Whenever I set out to learn a new language, the first small program I try to write is a JSON parser, which converts a data format commonly used for web applications into a structure that can be manipulated by the computer. Whereas the parser I remembered writing in C had resulted in a programmatic grotesquerie spanning a thousand-plus lines, I felt a frisson of pleasure when Haskell allowed me to achieve it in under a hundred.

At the same time, I understood almost immediately why Haskell was—and still is—considered a language more admired than used. Even one of its most basic concepts, that of the “monad,” has spawned a cottage industry of explainers, analogies, and videos. A notoriously unhelpful explanation, famous enough to be autocompleted by Google, goes: “A monad is just a monoid in the category of endofunctors.”
□ □ □ □ □
> **Task brief**:
Reproduce the passage on learning Haskell, starting with "Whenever I set" and going on through "under a hundred.", substituting "thrill of satisfaction" for "frisson of pleasure".
□ □ □ □ □
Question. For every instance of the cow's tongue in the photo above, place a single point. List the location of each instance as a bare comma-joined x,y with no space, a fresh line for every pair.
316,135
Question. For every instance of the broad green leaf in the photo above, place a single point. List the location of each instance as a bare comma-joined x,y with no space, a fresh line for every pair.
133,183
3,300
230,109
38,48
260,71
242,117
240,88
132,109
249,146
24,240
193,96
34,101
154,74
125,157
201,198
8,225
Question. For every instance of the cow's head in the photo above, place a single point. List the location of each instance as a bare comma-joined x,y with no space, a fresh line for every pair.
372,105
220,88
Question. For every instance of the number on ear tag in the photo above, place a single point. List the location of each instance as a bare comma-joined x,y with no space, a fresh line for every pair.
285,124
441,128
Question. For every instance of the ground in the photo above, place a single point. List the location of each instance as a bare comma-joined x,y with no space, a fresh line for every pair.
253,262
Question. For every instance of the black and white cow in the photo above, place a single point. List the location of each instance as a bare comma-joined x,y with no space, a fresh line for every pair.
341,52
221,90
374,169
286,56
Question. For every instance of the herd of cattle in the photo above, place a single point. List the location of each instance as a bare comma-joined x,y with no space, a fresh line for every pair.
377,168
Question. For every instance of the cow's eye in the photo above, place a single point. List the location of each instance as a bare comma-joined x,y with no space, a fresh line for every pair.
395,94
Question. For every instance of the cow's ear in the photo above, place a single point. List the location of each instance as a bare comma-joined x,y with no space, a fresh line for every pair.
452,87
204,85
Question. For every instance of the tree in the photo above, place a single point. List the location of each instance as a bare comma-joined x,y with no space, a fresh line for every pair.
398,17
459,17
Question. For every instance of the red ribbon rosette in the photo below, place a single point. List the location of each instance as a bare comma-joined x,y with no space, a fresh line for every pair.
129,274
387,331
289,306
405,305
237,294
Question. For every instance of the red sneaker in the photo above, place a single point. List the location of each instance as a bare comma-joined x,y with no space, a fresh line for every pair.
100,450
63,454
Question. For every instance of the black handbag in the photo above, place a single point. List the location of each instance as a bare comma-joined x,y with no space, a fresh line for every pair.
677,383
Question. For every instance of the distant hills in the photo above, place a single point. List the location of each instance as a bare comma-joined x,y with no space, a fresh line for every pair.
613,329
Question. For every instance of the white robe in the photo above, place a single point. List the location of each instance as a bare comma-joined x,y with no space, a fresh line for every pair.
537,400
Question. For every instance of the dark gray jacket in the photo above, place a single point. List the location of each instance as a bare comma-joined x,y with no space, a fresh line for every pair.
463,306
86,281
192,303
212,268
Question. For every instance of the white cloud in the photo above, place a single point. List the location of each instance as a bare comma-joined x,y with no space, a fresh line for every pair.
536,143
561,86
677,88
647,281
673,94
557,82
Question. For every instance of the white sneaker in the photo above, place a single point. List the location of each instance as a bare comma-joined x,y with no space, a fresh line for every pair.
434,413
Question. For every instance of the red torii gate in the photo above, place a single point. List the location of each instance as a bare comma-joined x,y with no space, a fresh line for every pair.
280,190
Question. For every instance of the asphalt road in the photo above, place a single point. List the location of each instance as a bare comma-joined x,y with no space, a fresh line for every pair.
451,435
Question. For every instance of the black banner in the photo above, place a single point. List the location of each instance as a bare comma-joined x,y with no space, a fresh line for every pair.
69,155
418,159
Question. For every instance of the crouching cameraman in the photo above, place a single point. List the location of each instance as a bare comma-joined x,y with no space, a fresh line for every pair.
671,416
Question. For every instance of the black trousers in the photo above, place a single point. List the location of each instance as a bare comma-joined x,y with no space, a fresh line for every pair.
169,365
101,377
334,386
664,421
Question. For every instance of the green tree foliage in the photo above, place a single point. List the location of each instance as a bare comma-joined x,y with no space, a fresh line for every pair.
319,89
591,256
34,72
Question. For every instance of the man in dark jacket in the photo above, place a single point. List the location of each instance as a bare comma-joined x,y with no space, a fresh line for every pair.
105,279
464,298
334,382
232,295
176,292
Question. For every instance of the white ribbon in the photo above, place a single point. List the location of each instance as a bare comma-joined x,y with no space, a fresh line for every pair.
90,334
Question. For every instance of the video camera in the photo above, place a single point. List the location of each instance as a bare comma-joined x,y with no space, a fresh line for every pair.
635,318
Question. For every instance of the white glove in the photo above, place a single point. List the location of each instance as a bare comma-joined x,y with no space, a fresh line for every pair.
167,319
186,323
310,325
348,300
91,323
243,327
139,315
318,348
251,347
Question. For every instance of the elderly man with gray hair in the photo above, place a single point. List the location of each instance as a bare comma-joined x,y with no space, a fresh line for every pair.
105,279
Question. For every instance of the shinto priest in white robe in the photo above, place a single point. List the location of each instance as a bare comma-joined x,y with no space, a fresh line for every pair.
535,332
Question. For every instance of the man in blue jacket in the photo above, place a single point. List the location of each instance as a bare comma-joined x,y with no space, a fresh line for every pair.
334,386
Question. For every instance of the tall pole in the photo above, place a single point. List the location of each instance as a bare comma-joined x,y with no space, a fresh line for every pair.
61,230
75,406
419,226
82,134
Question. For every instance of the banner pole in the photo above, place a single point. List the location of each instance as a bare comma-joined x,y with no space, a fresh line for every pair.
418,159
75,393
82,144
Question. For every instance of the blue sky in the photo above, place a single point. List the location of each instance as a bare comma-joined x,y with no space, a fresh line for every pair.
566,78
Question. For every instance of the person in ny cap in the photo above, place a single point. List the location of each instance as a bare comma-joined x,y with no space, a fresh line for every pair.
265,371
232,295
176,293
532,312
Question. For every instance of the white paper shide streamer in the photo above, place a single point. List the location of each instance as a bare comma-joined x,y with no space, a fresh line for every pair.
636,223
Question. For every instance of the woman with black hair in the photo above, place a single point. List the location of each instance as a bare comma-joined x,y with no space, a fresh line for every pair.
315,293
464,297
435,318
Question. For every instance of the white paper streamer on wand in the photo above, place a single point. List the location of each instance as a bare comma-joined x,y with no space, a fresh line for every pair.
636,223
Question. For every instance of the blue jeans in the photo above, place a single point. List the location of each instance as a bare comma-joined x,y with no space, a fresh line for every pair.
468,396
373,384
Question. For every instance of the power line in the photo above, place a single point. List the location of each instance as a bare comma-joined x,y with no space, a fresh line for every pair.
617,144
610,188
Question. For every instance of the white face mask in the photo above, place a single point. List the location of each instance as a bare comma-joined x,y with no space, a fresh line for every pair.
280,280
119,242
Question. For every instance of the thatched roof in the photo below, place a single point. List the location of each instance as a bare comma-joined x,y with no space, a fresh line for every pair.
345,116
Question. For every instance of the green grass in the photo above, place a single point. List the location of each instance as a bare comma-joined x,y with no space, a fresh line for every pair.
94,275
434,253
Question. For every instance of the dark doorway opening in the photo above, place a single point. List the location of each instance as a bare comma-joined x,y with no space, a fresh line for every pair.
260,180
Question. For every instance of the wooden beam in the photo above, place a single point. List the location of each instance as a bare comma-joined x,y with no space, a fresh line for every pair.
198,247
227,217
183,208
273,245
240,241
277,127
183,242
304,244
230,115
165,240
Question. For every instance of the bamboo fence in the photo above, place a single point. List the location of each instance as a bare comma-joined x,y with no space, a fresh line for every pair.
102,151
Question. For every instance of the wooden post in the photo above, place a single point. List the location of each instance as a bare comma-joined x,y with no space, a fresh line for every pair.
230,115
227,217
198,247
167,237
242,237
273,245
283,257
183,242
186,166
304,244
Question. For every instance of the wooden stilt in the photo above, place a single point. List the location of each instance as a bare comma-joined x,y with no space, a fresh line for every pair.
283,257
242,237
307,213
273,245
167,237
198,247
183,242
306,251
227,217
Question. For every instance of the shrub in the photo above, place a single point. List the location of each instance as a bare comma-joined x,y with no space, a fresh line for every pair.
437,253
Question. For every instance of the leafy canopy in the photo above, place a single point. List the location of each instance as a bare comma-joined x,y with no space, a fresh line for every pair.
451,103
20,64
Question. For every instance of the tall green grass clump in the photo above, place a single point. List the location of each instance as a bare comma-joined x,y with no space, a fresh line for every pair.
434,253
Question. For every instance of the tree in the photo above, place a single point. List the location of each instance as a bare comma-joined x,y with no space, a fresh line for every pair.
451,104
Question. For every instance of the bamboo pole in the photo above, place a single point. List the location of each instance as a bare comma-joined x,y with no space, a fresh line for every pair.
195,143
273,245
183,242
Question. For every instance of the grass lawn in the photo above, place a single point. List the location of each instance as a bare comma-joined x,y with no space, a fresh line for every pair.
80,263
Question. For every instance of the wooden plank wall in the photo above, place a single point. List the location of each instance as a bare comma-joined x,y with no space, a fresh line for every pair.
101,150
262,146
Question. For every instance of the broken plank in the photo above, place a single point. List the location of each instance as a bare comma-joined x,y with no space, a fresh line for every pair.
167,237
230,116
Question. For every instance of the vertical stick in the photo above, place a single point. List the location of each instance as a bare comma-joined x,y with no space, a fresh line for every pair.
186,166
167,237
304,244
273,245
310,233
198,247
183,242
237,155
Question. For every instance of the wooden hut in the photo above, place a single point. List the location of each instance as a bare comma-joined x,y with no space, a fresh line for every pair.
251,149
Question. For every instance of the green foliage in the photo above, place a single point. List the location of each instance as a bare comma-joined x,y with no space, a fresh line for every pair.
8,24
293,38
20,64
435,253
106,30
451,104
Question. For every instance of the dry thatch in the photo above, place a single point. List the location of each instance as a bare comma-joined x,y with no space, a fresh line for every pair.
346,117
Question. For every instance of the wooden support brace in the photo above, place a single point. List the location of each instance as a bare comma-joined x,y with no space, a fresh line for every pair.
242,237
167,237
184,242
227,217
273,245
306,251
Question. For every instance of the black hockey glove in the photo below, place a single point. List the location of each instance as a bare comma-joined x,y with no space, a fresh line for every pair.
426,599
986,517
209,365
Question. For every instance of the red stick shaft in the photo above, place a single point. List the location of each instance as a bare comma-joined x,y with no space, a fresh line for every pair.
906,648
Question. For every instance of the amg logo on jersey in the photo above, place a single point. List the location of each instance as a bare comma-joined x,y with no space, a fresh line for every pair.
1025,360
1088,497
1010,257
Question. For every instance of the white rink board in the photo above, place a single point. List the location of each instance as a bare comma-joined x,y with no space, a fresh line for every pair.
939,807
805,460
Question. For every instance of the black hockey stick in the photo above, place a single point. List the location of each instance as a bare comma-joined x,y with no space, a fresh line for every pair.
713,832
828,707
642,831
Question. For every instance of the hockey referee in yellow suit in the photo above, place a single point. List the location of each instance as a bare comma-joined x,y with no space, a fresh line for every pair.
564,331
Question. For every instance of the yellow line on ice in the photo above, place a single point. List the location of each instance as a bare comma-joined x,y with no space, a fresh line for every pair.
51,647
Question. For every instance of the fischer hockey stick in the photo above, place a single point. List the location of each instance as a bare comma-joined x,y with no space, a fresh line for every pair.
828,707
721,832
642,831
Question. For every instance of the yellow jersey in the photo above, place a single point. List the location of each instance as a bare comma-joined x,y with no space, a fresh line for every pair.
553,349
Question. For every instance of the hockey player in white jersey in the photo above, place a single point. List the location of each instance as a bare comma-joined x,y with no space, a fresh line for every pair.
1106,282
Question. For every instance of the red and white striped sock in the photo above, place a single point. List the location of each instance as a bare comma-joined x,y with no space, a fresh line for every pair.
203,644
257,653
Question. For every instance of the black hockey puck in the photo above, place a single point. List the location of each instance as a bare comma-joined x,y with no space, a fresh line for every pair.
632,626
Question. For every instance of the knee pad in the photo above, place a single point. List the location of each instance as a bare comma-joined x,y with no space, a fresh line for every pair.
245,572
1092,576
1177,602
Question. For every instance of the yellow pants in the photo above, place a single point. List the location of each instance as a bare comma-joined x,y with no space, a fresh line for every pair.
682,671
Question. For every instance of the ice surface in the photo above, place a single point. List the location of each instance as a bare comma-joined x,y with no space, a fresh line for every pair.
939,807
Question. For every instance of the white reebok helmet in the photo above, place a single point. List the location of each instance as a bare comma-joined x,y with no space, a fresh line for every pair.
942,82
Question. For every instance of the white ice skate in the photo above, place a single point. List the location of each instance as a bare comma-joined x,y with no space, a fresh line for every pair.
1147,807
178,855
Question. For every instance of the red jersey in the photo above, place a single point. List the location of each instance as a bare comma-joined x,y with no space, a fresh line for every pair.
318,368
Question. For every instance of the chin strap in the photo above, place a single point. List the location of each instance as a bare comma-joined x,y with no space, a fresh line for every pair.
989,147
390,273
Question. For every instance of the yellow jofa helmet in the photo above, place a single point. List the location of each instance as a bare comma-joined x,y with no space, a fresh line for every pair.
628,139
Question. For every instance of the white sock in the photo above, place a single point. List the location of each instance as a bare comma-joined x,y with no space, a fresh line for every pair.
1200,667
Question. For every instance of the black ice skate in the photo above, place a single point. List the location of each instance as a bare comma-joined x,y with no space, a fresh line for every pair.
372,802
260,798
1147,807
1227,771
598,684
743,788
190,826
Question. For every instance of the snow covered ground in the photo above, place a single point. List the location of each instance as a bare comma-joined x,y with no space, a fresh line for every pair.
□ □ □ □ □
> **Exercise output**:
Whenever I set out to learn a new language, the first small program I try to write is a JSON parser, which converts a data format commonly used for web applications into a structure that can be manipulated by the computer. Whereas the parser I remembered writing in C had resulted in a programmatic grotesquerie spanning a thousand-plus lines, I felt a thrill of satisfaction when Haskell allowed me to achieve it in under a hundred.